Each line below must be set down exactly; omit any image you find.
*** Block opens ***
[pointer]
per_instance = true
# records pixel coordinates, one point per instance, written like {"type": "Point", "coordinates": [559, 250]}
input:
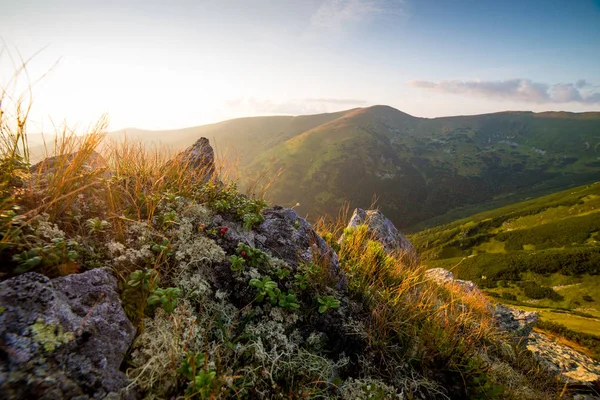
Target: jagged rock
{"type": "Point", "coordinates": [518, 322]}
{"type": "Point", "coordinates": [62, 338]}
{"type": "Point", "coordinates": [384, 231]}
{"type": "Point", "coordinates": [291, 238]}
{"type": "Point", "coordinates": [49, 165]}
{"type": "Point", "coordinates": [441, 275]}
{"type": "Point", "coordinates": [200, 157]}
{"type": "Point", "coordinates": [575, 366]}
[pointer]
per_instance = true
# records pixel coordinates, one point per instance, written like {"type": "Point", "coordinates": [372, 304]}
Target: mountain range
{"type": "Point", "coordinates": [421, 171]}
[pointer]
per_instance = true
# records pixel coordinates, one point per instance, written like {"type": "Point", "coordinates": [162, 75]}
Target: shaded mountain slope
{"type": "Point", "coordinates": [541, 254]}
{"type": "Point", "coordinates": [420, 169]}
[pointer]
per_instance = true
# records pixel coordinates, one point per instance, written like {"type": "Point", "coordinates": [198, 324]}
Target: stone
{"type": "Point", "coordinates": [441, 275]}
{"type": "Point", "coordinates": [292, 239]}
{"type": "Point", "coordinates": [384, 231]}
{"type": "Point", "coordinates": [62, 338]}
{"type": "Point", "coordinates": [200, 157]}
{"type": "Point", "coordinates": [518, 322]}
{"type": "Point", "coordinates": [577, 368]}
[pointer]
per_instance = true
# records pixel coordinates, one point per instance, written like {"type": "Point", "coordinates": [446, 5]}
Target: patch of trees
{"type": "Point", "coordinates": [591, 342]}
{"type": "Point", "coordinates": [535, 291]}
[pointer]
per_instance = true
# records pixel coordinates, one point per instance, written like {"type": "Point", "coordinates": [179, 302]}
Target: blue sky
{"type": "Point", "coordinates": [158, 64]}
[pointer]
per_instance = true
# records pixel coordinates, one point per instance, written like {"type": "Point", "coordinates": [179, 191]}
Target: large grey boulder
{"type": "Point", "coordinates": [200, 157]}
{"type": "Point", "coordinates": [62, 338]}
{"type": "Point", "coordinates": [577, 368]}
{"type": "Point", "coordinates": [384, 231]}
{"type": "Point", "coordinates": [441, 275]}
{"type": "Point", "coordinates": [291, 238]}
{"type": "Point", "coordinates": [517, 323]}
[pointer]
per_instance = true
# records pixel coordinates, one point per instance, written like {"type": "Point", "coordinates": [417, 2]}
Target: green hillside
{"type": "Point", "coordinates": [423, 171]}
{"type": "Point", "coordinates": [541, 254]}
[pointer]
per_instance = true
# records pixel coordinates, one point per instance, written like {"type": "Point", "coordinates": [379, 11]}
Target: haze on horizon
{"type": "Point", "coordinates": [153, 65]}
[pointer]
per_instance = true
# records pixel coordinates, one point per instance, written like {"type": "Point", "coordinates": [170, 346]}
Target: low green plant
{"type": "Point", "coordinates": [136, 291]}
{"type": "Point", "coordinates": [265, 287]}
{"type": "Point", "coordinates": [166, 298]}
{"type": "Point", "coordinates": [251, 219]}
{"type": "Point", "coordinates": [162, 248]}
{"type": "Point", "coordinates": [202, 381]}
{"type": "Point", "coordinates": [327, 303]}
{"type": "Point", "coordinates": [301, 281]}
{"type": "Point", "coordinates": [169, 218]}
{"type": "Point", "coordinates": [28, 259]}
{"type": "Point", "coordinates": [237, 263]}
{"type": "Point", "coordinates": [288, 301]}
{"type": "Point", "coordinates": [253, 256]}
{"type": "Point", "coordinates": [228, 200]}
{"type": "Point", "coordinates": [96, 225]}
{"type": "Point", "coordinates": [144, 279]}
{"type": "Point", "coordinates": [58, 252]}
{"type": "Point", "coordinates": [282, 273]}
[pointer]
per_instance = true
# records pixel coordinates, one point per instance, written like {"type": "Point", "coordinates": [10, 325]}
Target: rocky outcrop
{"type": "Point", "coordinates": [62, 338]}
{"type": "Point", "coordinates": [292, 239]}
{"type": "Point", "coordinates": [441, 275]}
{"type": "Point", "coordinates": [573, 365]}
{"type": "Point", "coordinates": [200, 157]}
{"type": "Point", "coordinates": [384, 231]}
{"type": "Point", "coordinates": [287, 236]}
{"type": "Point", "coordinates": [518, 322]}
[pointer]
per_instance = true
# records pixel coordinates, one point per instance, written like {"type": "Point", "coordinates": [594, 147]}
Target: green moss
{"type": "Point", "coordinates": [50, 336]}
*** Block closes ***
## Reply to the exercise
[pointer]
per_instance = true
# records pixel coordinates, one point per instance, written like {"type": "Point", "coordinates": [559, 250]}
input:
Target: jagged rock
{"type": "Point", "coordinates": [518, 322]}
{"type": "Point", "coordinates": [62, 338]}
{"type": "Point", "coordinates": [384, 231]}
{"type": "Point", "coordinates": [291, 238]}
{"type": "Point", "coordinates": [49, 165]}
{"type": "Point", "coordinates": [441, 275]}
{"type": "Point", "coordinates": [200, 157]}
{"type": "Point", "coordinates": [575, 366]}
[pointer]
per_instance = true
# records pixel coordinates, one point per instance, written like {"type": "Point", "coordinates": [372, 304]}
Target: mountain range
{"type": "Point", "coordinates": [421, 171]}
[pointer]
per_instance = true
# records pixel coordinates, one point per instance, written like {"type": "Point", "coordinates": [162, 75]}
Target: shaded mountain slope
{"type": "Point", "coordinates": [541, 254]}
{"type": "Point", "coordinates": [420, 169]}
[pointer]
per_instance = true
# records pixel coordinates, one point per instance, written like {"type": "Point", "coordinates": [198, 324]}
Target: stone
{"type": "Point", "coordinates": [441, 275]}
{"type": "Point", "coordinates": [292, 239]}
{"type": "Point", "coordinates": [384, 231]}
{"type": "Point", "coordinates": [62, 338]}
{"type": "Point", "coordinates": [200, 157]}
{"type": "Point", "coordinates": [518, 322]}
{"type": "Point", "coordinates": [577, 368]}
[pointer]
per_instance = true
# records pixel coordinates, one point per instance, written like {"type": "Point", "coordinates": [446, 5]}
Target: patch of trees
{"type": "Point", "coordinates": [591, 342]}
{"type": "Point", "coordinates": [535, 291]}
[pointer]
per_instance = true
# records pixel coordinates, one point per instance, written like {"type": "Point", "coordinates": [179, 302]}
Target: blue sky
{"type": "Point", "coordinates": [158, 64]}
[pointer]
per_instance = true
# records pixel coordinates, one point per instance, written like {"type": "Point", "coordinates": [179, 191]}
Target: large grey boulder
{"type": "Point", "coordinates": [200, 157]}
{"type": "Point", "coordinates": [62, 338]}
{"type": "Point", "coordinates": [577, 368]}
{"type": "Point", "coordinates": [384, 231]}
{"type": "Point", "coordinates": [441, 275]}
{"type": "Point", "coordinates": [291, 238]}
{"type": "Point", "coordinates": [517, 323]}
[pointer]
per_instance = true
# records pixel coordinates, one point per instance, written like {"type": "Point", "coordinates": [417, 2]}
Target: green hillside
{"type": "Point", "coordinates": [423, 171]}
{"type": "Point", "coordinates": [541, 254]}
[pointer]
per_instance = true
# records pixel coordinates, one point per instance, written like {"type": "Point", "coordinates": [379, 11]}
Target: haze on horizon
{"type": "Point", "coordinates": [153, 65]}
[pointer]
per_instance = true
# records pixel coordinates, one point per instance, written like {"type": "Point", "coordinates": [170, 346]}
Target: low green plant
{"type": "Point", "coordinates": [136, 291]}
{"type": "Point", "coordinates": [265, 287]}
{"type": "Point", "coordinates": [166, 298]}
{"type": "Point", "coordinates": [251, 219]}
{"type": "Point", "coordinates": [162, 248]}
{"type": "Point", "coordinates": [202, 381]}
{"type": "Point", "coordinates": [327, 303]}
{"type": "Point", "coordinates": [301, 281]}
{"type": "Point", "coordinates": [169, 218]}
{"type": "Point", "coordinates": [28, 259]}
{"type": "Point", "coordinates": [237, 263]}
{"type": "Point", "coordinates": [288, 301]}
{"type": "Point", "coordinates": [253, 256]}
{"type": "Point", "coordinates": [228, 200]}
{"type": "Point", "coordinates": [96, 225]}
{"type": "Point", "coordinates": [144, 279]}
{"type": "Point", "coordinates": [58, 252]}
{"type": "Point", "coordinates": [282, 273]}
[pointer]
per_instance = true
# records pixel coordinates, one point per instance, written like {"type": "Point", "coordinates": [10, 325]}
Target: rocky outcrop
{"type": "Point", "coordinates": [62, 338]}
{"type": "Point", "coordinates": [292, 239]}
{"type": "Point", "coordinates": [441, 275]}
{"type": "Point", "coordinates": [573, 365]}
{"type": "Point", "coordinates": [200, 157]}
{"type": "Point", "coordinates": [384, 231]}
{"type": "Point", "coordinates": [287, 236]}
{"type": "Point", "coordinates": [518, 322]}
[pointer]
per_instance = true
# records pixel coordinates, one point per instance, written like {"type": "Point", "coordinates": [594, 147]}
Target: green moss
{"type": "Point", "coordinates": [50, 336]}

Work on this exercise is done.